─── Items

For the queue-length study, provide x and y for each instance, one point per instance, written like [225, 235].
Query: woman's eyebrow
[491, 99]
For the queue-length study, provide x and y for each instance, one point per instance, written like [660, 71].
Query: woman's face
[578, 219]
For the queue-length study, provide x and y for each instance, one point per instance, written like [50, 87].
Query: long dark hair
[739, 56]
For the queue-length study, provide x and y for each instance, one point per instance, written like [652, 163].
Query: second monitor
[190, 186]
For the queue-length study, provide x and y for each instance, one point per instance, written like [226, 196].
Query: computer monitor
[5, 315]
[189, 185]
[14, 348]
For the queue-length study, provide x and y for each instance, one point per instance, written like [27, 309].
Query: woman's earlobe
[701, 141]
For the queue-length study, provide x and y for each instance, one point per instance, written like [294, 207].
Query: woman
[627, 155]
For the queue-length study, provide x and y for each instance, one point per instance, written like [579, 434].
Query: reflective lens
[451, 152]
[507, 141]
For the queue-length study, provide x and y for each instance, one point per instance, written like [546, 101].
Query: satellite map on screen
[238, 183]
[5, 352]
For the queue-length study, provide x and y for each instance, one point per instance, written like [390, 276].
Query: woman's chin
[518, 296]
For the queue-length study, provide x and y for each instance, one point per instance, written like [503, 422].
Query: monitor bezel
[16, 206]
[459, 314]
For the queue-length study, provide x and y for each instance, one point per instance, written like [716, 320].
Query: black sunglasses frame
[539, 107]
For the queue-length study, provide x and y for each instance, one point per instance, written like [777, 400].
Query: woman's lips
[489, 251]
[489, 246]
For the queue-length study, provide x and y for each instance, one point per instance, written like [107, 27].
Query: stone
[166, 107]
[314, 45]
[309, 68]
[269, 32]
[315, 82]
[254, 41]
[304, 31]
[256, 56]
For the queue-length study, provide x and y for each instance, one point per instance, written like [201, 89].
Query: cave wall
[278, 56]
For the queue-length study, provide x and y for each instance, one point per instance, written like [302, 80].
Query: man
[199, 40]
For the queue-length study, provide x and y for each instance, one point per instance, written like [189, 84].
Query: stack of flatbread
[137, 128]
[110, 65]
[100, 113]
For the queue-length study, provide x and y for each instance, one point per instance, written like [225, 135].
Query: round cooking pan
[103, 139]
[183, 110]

──────

### Required task
From the "like [201, 89]." line to the close of the listing, restate each line word for word.

### Result for this exercise
For the queue-length study, provide x and y for each instance, one point per instance, written like [201, 89].
Query: cave wall
[278, 56]
For the queue-length study, provide x and y for each instance, one point per instance, written like [302, 80].
Query: man
[199, 40]
For the queue-length study, provide x and y for each instance, one point per instance, written like [189, 84].
Query: stack of flatbread
[137, 128]
[110, 65]
[100, 113]
For the queue-length study, provide x and y for each instance, one point per instance, written like [225, 135].
Query: round cooking pan
[103, 139]
[183, 110]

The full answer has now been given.